• **Set task 1**:
Write out everything from "Here are some" down to "types and such." in the comments on compact Lie groups and Coxeter groups below, with no changes.

#####

Here are some further comments, in community-wiki format.   As earlier comments indicate, compact Lie groups and their maximal tori raise many questions.   For instance, the *real* case is perhaps more basic (and also more familiar to most students from their linear algebra acquaintance with orthogonal matrices, etc.).     Complexification mainly connects the subject with Lie algebra theory.    But you'd clearly prefer to avoid exceptional types and such.       

One possible approach is to rely on the most familiar examples: O(n) and SO(n).   In these cases, there is the old theorem of Dieudonne, asserting that every group element is a product of at most n "symmetries".   But since a *reflection* in this concrete setting has determinant -1, there is an extra step in passing to N(T)/T in the connected Lie group SO(n).

Beyond matrix theory examples, a delicate issue in relating compact Lie groups and (finite) Coxeter groups is that not all of the latter finite groups are Weyl groups coming from conventional root systems, e.g., most dihedral groups.  The classifications in Lie theory and Coxeter group theory are close but not identical.   Maybe the optimal connection is seen in the context of work by Tits, usually involving BN-pair language.       Coxeter himself was a geometer who studied especially finite and affine groups generated by reflections, but Bourbaki and Tits developed more of the Lie theoretic connection after early work of Witt while broadening the idea of "Coxeter group".

Good luck!

#####

• **Set task 2**:
Locate each line in the records below that contains the word "stone", and copy those lines.

#####

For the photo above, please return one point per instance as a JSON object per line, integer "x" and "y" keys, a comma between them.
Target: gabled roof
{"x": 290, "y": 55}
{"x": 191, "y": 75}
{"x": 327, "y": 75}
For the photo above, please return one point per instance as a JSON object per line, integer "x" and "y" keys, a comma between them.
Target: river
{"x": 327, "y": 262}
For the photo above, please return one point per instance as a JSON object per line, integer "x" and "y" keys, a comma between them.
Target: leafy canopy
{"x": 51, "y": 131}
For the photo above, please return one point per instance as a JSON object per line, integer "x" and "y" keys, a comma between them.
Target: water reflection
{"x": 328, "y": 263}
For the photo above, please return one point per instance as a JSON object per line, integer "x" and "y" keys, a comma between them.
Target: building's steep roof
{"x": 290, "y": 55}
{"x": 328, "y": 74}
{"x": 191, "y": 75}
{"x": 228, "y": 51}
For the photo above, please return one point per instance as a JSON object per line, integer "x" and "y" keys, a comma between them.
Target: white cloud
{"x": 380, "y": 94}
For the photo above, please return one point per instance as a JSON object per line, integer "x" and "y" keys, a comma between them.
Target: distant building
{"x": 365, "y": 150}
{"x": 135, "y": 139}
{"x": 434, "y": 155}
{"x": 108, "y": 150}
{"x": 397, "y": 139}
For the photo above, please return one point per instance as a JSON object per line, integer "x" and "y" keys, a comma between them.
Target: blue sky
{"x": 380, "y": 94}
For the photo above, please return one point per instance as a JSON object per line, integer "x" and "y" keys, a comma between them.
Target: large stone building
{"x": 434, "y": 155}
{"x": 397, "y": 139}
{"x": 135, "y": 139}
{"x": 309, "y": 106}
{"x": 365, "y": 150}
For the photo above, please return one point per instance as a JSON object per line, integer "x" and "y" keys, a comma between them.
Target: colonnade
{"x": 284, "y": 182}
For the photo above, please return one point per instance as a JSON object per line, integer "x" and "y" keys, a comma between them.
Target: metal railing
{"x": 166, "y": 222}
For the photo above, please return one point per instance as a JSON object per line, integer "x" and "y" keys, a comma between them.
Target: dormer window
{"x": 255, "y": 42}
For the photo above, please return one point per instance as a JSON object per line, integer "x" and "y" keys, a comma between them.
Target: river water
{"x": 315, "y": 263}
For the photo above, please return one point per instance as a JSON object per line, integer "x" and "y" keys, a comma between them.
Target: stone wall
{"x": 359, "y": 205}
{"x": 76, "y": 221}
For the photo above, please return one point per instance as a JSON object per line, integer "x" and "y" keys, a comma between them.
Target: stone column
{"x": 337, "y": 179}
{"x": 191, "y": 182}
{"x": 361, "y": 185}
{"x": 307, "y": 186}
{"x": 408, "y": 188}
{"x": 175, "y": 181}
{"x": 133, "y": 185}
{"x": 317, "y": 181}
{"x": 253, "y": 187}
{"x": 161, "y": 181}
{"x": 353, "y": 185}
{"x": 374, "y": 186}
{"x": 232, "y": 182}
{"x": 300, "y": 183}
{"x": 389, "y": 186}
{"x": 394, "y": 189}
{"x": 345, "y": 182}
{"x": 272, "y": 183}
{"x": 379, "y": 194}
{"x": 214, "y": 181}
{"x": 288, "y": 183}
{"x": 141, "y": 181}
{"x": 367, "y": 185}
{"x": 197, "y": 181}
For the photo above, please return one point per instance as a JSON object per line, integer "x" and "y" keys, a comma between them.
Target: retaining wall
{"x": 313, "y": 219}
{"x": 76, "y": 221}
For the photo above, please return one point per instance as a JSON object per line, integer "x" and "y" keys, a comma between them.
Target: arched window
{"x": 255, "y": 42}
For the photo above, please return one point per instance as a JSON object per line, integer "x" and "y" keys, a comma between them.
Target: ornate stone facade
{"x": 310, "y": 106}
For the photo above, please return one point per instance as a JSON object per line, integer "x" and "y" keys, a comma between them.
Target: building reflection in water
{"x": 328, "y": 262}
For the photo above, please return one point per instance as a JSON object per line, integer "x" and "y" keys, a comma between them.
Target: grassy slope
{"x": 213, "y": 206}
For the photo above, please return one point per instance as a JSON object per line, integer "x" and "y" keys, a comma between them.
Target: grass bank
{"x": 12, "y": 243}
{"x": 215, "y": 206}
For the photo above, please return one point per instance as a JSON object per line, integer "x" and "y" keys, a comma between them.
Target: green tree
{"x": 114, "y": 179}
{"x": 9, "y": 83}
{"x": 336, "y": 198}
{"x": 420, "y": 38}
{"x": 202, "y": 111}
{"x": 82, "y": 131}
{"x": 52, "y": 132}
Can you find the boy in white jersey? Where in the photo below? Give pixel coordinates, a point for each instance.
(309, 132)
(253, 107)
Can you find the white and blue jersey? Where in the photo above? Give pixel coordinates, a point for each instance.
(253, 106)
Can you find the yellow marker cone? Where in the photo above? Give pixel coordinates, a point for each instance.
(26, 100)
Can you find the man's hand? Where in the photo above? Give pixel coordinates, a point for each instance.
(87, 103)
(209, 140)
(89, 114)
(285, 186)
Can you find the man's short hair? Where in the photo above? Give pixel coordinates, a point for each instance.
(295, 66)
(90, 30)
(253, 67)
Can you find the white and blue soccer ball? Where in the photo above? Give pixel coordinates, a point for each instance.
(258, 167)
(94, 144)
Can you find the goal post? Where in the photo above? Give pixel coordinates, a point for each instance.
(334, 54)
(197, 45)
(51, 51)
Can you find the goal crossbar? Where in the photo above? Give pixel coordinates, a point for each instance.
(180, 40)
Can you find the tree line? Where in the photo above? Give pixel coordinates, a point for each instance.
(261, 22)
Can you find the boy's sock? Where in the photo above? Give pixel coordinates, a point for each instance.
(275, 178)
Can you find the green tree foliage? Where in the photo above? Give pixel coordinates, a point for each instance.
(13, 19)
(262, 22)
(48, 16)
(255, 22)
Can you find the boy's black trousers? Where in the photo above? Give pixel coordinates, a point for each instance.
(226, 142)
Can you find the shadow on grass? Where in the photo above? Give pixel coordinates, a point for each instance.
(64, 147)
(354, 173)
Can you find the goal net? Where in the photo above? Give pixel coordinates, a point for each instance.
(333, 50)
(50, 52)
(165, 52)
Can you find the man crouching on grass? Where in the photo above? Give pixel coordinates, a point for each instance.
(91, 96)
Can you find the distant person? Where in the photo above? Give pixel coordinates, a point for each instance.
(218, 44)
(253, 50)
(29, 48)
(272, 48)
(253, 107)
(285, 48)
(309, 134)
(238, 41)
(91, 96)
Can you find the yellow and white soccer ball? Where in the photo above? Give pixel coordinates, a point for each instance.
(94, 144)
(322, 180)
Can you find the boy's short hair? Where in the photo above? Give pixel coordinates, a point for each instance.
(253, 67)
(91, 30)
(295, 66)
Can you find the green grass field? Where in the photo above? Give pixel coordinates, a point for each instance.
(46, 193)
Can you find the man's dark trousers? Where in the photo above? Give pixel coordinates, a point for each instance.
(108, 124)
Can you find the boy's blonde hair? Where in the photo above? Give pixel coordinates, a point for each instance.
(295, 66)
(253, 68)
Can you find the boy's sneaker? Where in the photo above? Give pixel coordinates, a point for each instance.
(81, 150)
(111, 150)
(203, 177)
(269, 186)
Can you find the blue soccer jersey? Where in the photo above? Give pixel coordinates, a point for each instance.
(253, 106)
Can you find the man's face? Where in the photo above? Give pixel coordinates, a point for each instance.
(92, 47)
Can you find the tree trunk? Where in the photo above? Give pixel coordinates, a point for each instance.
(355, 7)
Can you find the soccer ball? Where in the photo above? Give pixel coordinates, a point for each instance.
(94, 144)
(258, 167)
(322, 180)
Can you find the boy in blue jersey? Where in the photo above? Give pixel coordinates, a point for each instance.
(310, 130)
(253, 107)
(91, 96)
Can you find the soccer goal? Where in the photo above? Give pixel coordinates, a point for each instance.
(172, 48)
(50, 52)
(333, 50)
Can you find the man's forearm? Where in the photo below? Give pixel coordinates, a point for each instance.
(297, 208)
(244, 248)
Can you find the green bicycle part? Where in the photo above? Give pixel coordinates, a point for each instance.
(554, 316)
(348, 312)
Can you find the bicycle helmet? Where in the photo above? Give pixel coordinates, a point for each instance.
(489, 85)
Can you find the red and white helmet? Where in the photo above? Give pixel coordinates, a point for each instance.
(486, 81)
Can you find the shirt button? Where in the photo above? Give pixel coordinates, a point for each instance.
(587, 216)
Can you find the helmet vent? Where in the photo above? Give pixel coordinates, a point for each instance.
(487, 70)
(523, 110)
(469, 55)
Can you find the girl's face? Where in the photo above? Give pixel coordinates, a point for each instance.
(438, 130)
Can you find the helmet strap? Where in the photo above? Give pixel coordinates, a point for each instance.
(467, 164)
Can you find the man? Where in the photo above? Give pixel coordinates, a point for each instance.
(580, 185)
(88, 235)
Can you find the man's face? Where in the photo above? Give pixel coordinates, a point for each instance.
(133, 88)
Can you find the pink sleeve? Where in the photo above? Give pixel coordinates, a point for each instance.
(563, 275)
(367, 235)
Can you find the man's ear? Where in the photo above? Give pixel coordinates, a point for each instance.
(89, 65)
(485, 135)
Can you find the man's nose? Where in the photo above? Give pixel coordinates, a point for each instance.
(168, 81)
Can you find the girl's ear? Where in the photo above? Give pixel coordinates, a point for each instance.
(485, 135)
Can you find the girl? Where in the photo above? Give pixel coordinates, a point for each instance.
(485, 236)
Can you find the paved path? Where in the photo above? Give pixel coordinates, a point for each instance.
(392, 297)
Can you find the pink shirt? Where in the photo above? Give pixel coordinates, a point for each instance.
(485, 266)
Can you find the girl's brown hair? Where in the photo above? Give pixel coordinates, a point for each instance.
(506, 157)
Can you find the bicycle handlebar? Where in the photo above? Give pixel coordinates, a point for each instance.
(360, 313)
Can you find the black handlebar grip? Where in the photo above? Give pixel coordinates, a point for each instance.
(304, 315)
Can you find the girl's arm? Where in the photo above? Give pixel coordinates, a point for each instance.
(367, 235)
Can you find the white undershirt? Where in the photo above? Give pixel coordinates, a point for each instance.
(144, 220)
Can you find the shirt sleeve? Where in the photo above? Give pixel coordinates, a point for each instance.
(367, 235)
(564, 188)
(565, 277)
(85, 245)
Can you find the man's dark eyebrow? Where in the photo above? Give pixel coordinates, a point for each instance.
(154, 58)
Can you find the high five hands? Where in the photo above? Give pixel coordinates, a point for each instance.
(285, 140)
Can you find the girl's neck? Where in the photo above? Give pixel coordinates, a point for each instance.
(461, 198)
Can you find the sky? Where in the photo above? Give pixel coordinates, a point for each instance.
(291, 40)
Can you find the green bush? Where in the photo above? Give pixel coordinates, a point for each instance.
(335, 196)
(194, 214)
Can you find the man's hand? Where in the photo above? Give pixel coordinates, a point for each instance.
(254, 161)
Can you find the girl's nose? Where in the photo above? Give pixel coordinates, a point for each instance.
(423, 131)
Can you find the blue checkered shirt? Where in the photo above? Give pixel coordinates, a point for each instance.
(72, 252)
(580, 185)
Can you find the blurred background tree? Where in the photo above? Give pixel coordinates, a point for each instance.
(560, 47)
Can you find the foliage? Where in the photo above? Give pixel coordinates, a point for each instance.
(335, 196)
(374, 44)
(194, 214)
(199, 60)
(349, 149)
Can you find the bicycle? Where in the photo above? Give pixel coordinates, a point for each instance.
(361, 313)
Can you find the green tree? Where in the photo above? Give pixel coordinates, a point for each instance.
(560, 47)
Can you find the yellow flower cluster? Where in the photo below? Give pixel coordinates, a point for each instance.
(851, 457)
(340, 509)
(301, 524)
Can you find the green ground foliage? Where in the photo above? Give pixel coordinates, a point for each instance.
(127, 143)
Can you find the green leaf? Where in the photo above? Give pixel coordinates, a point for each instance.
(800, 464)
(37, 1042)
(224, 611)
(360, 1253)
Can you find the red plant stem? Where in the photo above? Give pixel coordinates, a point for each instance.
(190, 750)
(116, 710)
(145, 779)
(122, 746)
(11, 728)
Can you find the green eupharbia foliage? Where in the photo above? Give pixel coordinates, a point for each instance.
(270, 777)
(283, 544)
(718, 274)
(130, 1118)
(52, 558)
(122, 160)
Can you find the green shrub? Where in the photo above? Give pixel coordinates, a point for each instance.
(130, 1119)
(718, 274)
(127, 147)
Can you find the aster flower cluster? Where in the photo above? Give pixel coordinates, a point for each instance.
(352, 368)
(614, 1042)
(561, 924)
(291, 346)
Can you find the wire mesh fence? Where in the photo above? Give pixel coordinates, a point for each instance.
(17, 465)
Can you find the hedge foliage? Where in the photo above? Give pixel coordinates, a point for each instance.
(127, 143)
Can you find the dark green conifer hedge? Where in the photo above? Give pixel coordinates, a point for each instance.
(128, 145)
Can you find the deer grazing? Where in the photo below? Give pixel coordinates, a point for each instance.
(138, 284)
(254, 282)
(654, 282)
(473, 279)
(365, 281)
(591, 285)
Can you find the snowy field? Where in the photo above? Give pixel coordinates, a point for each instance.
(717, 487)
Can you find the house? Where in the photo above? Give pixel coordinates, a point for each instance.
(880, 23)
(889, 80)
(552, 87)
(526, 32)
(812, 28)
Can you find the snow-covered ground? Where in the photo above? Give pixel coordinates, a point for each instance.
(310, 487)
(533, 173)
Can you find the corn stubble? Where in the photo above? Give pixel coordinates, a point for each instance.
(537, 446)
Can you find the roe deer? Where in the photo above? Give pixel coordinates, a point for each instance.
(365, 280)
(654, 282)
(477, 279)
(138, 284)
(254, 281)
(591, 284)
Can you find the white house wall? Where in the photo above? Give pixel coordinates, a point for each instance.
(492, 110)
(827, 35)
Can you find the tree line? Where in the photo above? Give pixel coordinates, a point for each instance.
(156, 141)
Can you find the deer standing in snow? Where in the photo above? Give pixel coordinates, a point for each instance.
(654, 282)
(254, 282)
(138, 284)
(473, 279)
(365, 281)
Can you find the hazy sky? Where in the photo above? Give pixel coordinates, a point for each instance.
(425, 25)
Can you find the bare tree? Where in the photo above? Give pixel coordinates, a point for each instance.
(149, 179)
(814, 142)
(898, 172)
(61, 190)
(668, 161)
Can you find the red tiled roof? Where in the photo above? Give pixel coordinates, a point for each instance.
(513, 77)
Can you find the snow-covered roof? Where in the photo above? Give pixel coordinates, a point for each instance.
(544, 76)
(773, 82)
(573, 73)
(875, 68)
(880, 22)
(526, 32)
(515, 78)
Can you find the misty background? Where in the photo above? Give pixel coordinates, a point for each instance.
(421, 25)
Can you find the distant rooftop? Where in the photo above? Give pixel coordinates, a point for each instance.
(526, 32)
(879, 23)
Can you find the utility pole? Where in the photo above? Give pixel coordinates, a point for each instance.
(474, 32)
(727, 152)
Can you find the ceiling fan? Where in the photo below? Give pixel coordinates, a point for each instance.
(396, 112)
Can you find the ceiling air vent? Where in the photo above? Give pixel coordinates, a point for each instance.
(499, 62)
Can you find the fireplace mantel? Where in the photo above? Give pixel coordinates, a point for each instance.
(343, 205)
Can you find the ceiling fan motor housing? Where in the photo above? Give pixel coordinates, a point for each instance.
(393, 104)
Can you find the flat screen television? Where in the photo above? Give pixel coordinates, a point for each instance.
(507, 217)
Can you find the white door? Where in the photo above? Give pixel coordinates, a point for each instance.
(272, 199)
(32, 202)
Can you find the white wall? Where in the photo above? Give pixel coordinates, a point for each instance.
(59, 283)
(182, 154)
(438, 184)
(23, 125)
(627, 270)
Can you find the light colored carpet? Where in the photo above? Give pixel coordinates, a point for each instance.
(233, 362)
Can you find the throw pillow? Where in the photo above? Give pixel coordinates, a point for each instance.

#####

• **Correct output 1**:
Here are some further comments, in community-wiki format.   As earlier comments indicate, compact Lie groups and their maximal tori raise many questions.   For instance, the *real* case is perhaps more basic (and also more familiar to most students from their linear algebra acquaintance with orthogonal matrices, etc.).     Complexification mainly connects the subject with Lie algebra theory.    But you'd clearly prefer to avoid exceptional types and such.

• **Correct output 2**:
Target: large stone building
Target: stone wall
Target: stone column
Target: ornate stone facade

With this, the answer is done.